Recopiez le passage du témoignage qui commence par « Tout au long » et se poursuit jusqu'à « un petit nuage. ». Substituez-y « compagne » à « conjointe ».

# TEXTE FOURNI
--*--
Ma femme me prend pour un incapable…
On dit bien souvent que l’arrivée d’un enfant est un réel bouleversement. Une explosion de joie et de risettes, mais aussi parfois un cataclysme pour certains couples. Marc M., jeune papa d’un loulou de 5 mois, vient aujourd’hui se confier sur une situation qu’il juge comme désespérée…
Avec ma compagne, nous avons toujours été fusionnels. On se connaît depuis l’adolescence et l’idée de faire notre vie ensemble à toujours été une évidence. Pour autant, on a longtemps attendu avant de franchir le cap de la parentalité. On avait les mêmes aspirations et pendant plusieurs années, on a joué les globe-trotteurs, les amants passionnés. Jusqu’au jour où le destin nous a définitivement soudés, une petite crevette allait bientôt débarquer.
Au moment où j’ai su que j’allais être papa, j’étais l’homme le plus heureux au monde. Pas d’angoisse, pas de crainte, pas de paternité tardivement assumée. J’étais déjà père et ma femme déjà maman. Oui, c’était un enfant arrivé plus tôt que prévu et pourtant tellement désiré !
Tout au long de la grossesse, j’ai été aux petits soins pour ma conjointe. Elle, était douce, belle, calme et pas réellement impactée par le bouleversement hormonal. Neuf mois de tendresse, de partage, de confidences… On était comme sur un petit nuage.
--*--
# DONNÉES
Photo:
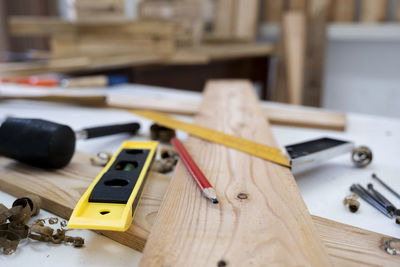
--*--
# RÉPONSE COMPLÈTE
Tout au long de la grossesse, j’ai été aux petits soins pour ma compagne. Elle, était douce, belle, calme et pas réellement impactée par le bouleversement hormonal. Neuf mois de tendresse, de partage, de confidences… On était comme sur un petit nuage.